- GOAL OF THE EXERCISE: Set down each record below exactly as it stands. Pictures are not part of the copy.

[Recorded data]

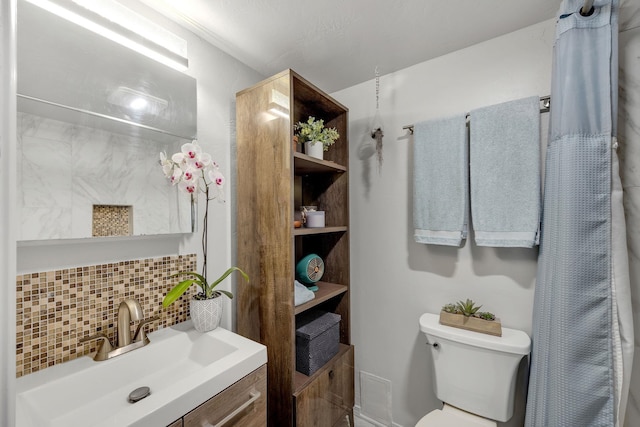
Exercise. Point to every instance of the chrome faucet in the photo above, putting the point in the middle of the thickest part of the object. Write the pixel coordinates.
(128, 311)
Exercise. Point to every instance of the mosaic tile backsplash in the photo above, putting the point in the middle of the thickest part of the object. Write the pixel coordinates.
(57, 308)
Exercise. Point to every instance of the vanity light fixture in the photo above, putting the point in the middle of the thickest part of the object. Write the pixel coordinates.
(139, 102)
(112, 20)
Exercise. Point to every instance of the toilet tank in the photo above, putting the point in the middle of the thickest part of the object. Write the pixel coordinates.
(473, 371)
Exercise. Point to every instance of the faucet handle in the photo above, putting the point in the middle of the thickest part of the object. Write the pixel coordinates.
(140, 330)
(104, 345)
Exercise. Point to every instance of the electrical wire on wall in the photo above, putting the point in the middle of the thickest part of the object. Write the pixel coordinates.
(377, 132)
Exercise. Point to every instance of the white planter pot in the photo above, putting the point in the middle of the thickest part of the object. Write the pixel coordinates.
(314, 150)
(206, 314)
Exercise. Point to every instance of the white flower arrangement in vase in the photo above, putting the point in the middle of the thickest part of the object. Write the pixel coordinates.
(195, 172)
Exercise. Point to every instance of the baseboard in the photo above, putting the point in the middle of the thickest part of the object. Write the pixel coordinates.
(358, 414)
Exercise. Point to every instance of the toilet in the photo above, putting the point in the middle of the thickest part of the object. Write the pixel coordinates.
(474, 374)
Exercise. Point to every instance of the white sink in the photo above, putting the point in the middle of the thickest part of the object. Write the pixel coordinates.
(182, 367)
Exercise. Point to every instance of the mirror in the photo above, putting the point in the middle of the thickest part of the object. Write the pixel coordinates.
(93, 117)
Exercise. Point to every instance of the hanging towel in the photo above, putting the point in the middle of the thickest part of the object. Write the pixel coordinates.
(505, 173)
(440, 186)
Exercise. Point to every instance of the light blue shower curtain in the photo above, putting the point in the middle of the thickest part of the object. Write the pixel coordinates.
(577, 355)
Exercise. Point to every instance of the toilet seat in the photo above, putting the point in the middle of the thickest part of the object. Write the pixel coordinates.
(453, 417)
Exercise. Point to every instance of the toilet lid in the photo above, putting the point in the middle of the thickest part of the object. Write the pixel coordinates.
(439, 418)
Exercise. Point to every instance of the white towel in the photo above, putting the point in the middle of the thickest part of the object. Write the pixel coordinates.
(301, 293)
(440, 181)
(505, 173)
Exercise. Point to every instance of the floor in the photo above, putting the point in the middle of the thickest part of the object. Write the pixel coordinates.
(359, 422)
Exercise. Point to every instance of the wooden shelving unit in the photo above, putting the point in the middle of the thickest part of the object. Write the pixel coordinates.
(274, 179)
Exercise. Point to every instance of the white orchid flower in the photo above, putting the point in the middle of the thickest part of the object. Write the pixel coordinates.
(175, 176)
(190, 174)
(188, 186)
(178, 158)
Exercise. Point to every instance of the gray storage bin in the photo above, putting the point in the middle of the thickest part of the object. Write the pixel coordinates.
(317, 340)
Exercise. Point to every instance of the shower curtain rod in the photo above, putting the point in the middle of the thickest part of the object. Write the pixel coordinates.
(546, 106)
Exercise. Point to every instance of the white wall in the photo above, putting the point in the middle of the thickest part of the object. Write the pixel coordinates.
(394, 280)
(7, 214)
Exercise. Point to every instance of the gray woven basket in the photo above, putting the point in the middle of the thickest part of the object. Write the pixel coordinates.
(317, 340)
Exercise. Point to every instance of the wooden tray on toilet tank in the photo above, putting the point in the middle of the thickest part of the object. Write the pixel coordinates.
(475, 324)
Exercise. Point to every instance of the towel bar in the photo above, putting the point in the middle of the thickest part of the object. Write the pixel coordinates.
(544, 108)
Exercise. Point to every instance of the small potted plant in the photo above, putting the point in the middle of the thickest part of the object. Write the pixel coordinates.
(316, 136)
(194, 172)
(467, 315)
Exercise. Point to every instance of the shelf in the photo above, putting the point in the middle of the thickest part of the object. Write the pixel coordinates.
(325, 292)
(308, 164)
(300, 380)
(310, 231)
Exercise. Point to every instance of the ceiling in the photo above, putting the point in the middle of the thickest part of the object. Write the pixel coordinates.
(339, 43)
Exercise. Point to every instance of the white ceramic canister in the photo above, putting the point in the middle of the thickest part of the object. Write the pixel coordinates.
(315, 219)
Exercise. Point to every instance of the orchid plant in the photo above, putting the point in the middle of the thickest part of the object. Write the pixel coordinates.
(195, 172)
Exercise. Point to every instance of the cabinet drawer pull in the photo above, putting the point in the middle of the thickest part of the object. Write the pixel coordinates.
(255, 395)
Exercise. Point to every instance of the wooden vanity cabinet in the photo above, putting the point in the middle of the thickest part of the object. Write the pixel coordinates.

- TASK OUTPUT:
Exercise. Point to every instance of the chrome faucet in the photo above, putting the point in the middle of the thickest part of the object. Write the pixel coordinates.
(128, 311)
Exercise. Point to every instance of the mosaic tile backsplash in the photo above, putting the point in the middle of the thickest part of the object. Write the pixel coordinates.
(57, 308)
Exercise. Point to every instance of the vanity light fixture in the photo above, putting the point in the middle of the thickest part of the object. Write the pixel coordinates.
(139, 102)
(112, 20)
Exercise. Point to every instance of the toilet tank in the photo above, putting the point in the middle of the thickest part of the object. Write the pixel coordinates.
(473, 371)
Exercise. Point to every instance of the faucet handle in the photo above, putting the point in the middle of the thickest part of the object. Write the pixel coordinates.
(140, 330)
(104, 345)
Exercise. Point to every instance of the electrical wire on wall in the photo above, putting the point in the middle of the thickest part of the object. Write the pixel coordinates.
(377, 132)
Exercise. Point to every instance of the white planter pot in the photo above, putting the point in the middle of the thickest part of the object. Write the pixel coordinates.
(314, 150)
(206, 314)
Exercise. Point to every instance of the white flower arrangement in vase in the photo above, putting the point in the middle of the thickest part of the object. Write the pixel coordinates.
(195, 172)
Exercise. Point to every instance of the baseboard in the photo above, putting the point in the middle of the thickest part of the object. Write the pixel coordinates.
(358, 414)
Exercise. Point to every instance of the toilet in the photo above, putting the point in the middle of the thickest part of the object. Write the pixel coordinates.
(474, 374)
Exercise. Point to every instance of the white sink in the photo above, putting the point in the middle of the thickest part of the object. Write the pixel coordinates.
(182, 367)
Exercise. Point to every instance of the mirror in the photo above, putting the point in the middle of the thickest part of the object. Write the pixel coordinates.
(93, 117)
Exercise. Point to every instance of the hanging towel in the photo above, putting the point in the middle of the thickest part of the object. Write the pixel coordinates.
(505, 173)
(440, 186)
Exercise. Point to every instance of the light blue shower curtain in the photo above, putting the point in the middle of the thickest part of the object. Write the pixel coordinates.
(577, 355)
Exercise. Point to every instance of the toilet seat in the photo above, putting the point in the middle of the thickest part of the object. Write the pixel coordinates.
(453, 417)
Exercise. Point to every instance of the toilet lid in the photo above, putting the point in the middle of the thickest part of the object. Write the pixel coordinates.
(439, 418)
Exercise. Point to every instance of the white towel in the photo above, putting the point in the middle of the thickest part of the object. Write the pixel coordinates.
(301, 293)
(440, 181)
(505, 173)
Exercise. Point to every instance of the floor in the photo above, putting the point in the middle of the thickest part of the object. Write the pixel coordinates.
(359, 422)
Exercise. Point to every instance of the wooden shelving unit in the photo above, putting the point in the middle of the thickest part of the object. Write the pixel coordinates.
(274, 179)
Exercise. Point to every instance of the white orchid flower in the photo above, putting the point in the middle of the thickest part of the object. Write the pixel coordinates.
(175, 176)
(190, 174)
(188, 186)
(178, 158)
Exercise. Point to every instance of the gray storage bin in the photo above, putting the point in the middle of the thickest part of the object. Write the pixel coordinates.
(317, 340)
Exercise. Point to every instance of the shower curtain rod in the photo above, putting the point in the middle of the thickest part of the object. Write the pixel coordinates.
(546, 106)
Exercise. Point to every instance of the white wall in the photo above, putting the point in the middle of the thickest part of the object. Write the pixel coordinates.
(394, 280)
(7, 214)
Exercise. Point to every instance of the gray woven basket in the photo above, putting the point in the middle of the thickest part of the object. Write the pixel coordinates.
(317, 340)
Exercise. Point to every instance of the wooden tray on toilet tank in the photo above, putting the point in the middle of the thickest part of the object. Write the pixel coordinates.
(475, 324)
Exercise. Point to every instance of the towel bar in the photo above, putting the point in the middle of the thickest part of the object. Write the pixel coordinates.
(544, 108)
Exercise. Point to every instance of the small potted plant in the photo above, putting the point in the middle of the thickest part of the object. Write the pixel coordinates.
(316, 136)
(194, 172)
(467, 315)
Exercise. Point to every instance of the shelf in the photo above, putting the point in the middle of the thickest part of the object. Write the pixel coordinates.
(325, 292)
(308, 164)
(300, 380)
(310, 231)
Exercise. Point to every instance of the ceiling in the photo above, putting the point in the middle of the thickest part of the object. Write the pixel coordinates.
(339, 43)
Exercise. Point to every instance of the white ceramic canister in the photo above, putting the point in the middle of the thickest part of the object. Write the pixel coordinates.
(315, 219)
Exercise. Point to every instance of the orchid plant in the photo above, putting the point in the middle of the thickest part of the object. Write the pixel coordinates.
(195, 172)
Exercise. Point to every instance of the cabinet drawer pull in the photo above, putting the point in the middle of the thickest part of the object. Write the pixel coordinates.
(255, 395)
Exercise. Point to every instance of the wooden vanity cabinet in the photo above, putting the point in the middle of the thickest part of the object. Write the pixel coordinates.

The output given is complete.